Objectif: Poursuivez le texte sur l’ingénierie de l’État au MEEDDAT en reprenant après sa dernière phrase.

Extrait du document:
:::::

Du nouveau sur l’ingénierie de l’Etat…
Vous pouvez télécharger la circulaire du 19 mai 2009 et le rapport rendu par le CGEDD sur l’ingénierie dans les services déconcentrés.Le comité de concertation sur l’ingénierie (CCI) s’est réuni pour la 5ème fois, ce lundi 25 mai 2009. Le secrétariat général, représenté par la chef du service en charge de la prospective et de l’évolution des services (SPES), a ébauché une vision plus prospective qu’à l’accoutumée, sur l’ingénierie au MEEDDAT, en reconnaissant des besoins techniques forts et même croissants dans l’ensemble des champs d’intervention du MEEDDAT.
La réflexion s’appuie sur un rapport qui vient d’être établi, à la demande du secrétaire général du MEEDDAT, par le Conseil général de l’environnement et du développement durable (CGEDD). Ce rapport nous a été présenté par leurs auteurs, MM. Lagauterie, Lenoël, Ruelle et Roudier. Sa diffusion est annoncée pour les prochains jours.
Ce rapport a le mérite d’affirmer explicitement et sans réserve que le maintien d’une compétence technique forte dans les services, à toutes les échelles du territoire, est indispensable pour la mise en œuvre des politiques publiques d’aménagement et de développement durables.
Il soutient que, même si la maîtrise d’œuvre et l’assistance à maîtrise d’ouvrage pour compte de tiers disparaissent sous l’argumentaire du champ de la concurrence – position dogmatique que nous avons largement condamnée, l’ingénierie conserve une place primordiale au sein des nouvelles fonctions des services du MEEDDAT.
Ces fonctions sont définies ainsi : la connaissance des territoires, les fonctions régaliennes et de régulation, la maîtrise d’ouvrage de l’Etat, l’animation et l’impulsion, et les prestations pour compte de tiers prévues par la loi ou par une convention. Le rapport recense aussi les missions principales concernées (110 ont été mises en exergue), tout en prônant une forte transversalité entre les disciplines.
Enfin, il émet des recommandations pour conduire l’évolution des services : prioriser, s’adapter au contexte local, soigner l’articulation entre région et département et avec le RST, équilibrer le « faire » et le « faire faire », s’ouvrir aux autres acteurs, former et accompagner les agents, etc.
Le SNITPECT, au sein de la délégation FO, a rappelé que nous attendions et réclamions depuis longtemps ce travail de définition de l’ingénierie de l’Etat au MEEDDAT, au-delà de la distinction absurde entre ingénierie concurrentielle et non concurrentielle, prétexte fallacieux pour supprimer les effectifs correspondants !

:::::

Données disponibles:
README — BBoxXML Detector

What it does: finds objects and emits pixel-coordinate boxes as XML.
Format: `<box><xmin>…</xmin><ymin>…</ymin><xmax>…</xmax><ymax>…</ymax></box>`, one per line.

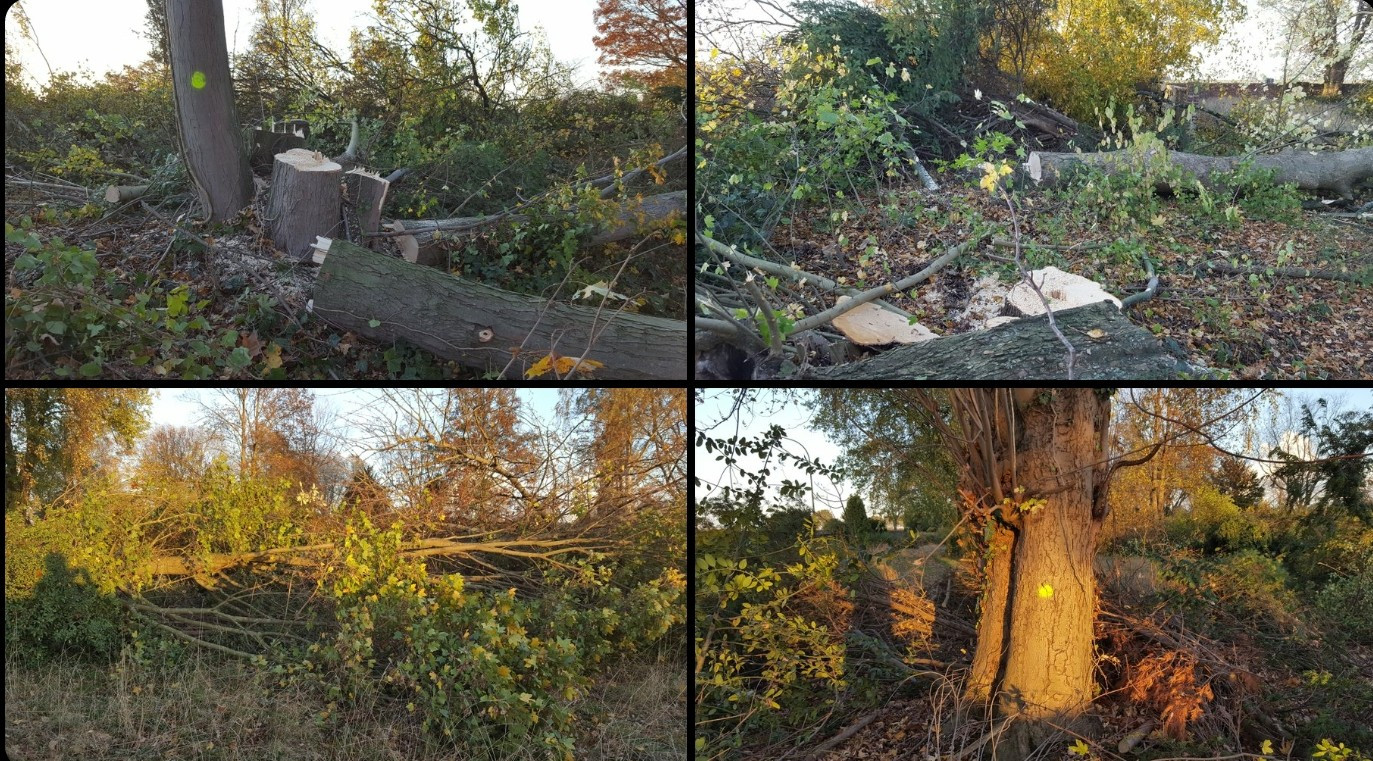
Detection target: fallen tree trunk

:::::

Réponse:
Cependant, deux écueils importants sont à noter. D’abord, le périmètre de l’étude est limité aux services déconcentrés territoriaux, et exclut donc les directions interdépartementales des routes (DIR), les services navigation, les services de l’aviation civile, les services des affaires maritimes, le réseau scientifique et technique (RST)…
Deuxièmement, les rapporteurs considèrent que le terme d’expertise, et même d’expertise active, devient plus approprié que celui d’ingénierie. Ils veulent ainsi traduire l’évolution des postures de l’Etat, de la réalisation de projet vers l’expression de conseils, d’avis, de méthodologies, et d’informations. Le SNITPECT-FO ne conteste pas cette évolution mais le mot d’expertise est bien trop restrictif, et celui d’ingénierie reste tout à fait adapté, on ne change pas les cultures à coups de vocabulaire ! Même si qualifier d’expertise la nouvelle ingénierie au service du développement durable est valorisant dans l’esprit des rapporteurs, le substantif peut semer la confusion dans l’esprit des personnels, surtout quand le rapport Folz-Canepa sur l’avenir des ingénieurs de l’Etat réserve l’expertise aux corps issus de l’école des élites… De même pour le qualificatif « active » ; à croire que toute l’ingénierie qui a participé à l’aménagement du territoire des décennies passées a été inactive !
Le SPES nous a ensuite présenté la circulaire du 19 mai dite « de la nouvelle ingénierie », directement inspirée de ce rapport. Elle est censée aider les services dans la rédaction de leur document de stratégie régional (DSR).
Cette circulaire va dans le bon sens, mais elle arrive trop tardivement et se rajoute au lot de circulaires très peu coordonnées et encore moins opérationnelles (Territorialisation du Grenelle, PRIR, DSR, …) qui accablent les services. Ni coordination ni concertation, puisque cette circulaire comme la plupart des précédentes n’a pas été soumise aux organisations syndicales. Faute de temps paraît-il… Pas de rapprochement non plus avec nos partenaires majeurs comme les collectivités locales ou la société civile, l’administration centrale n’applique pas elle-même les principes qu’elle impose aux services déconcentrés !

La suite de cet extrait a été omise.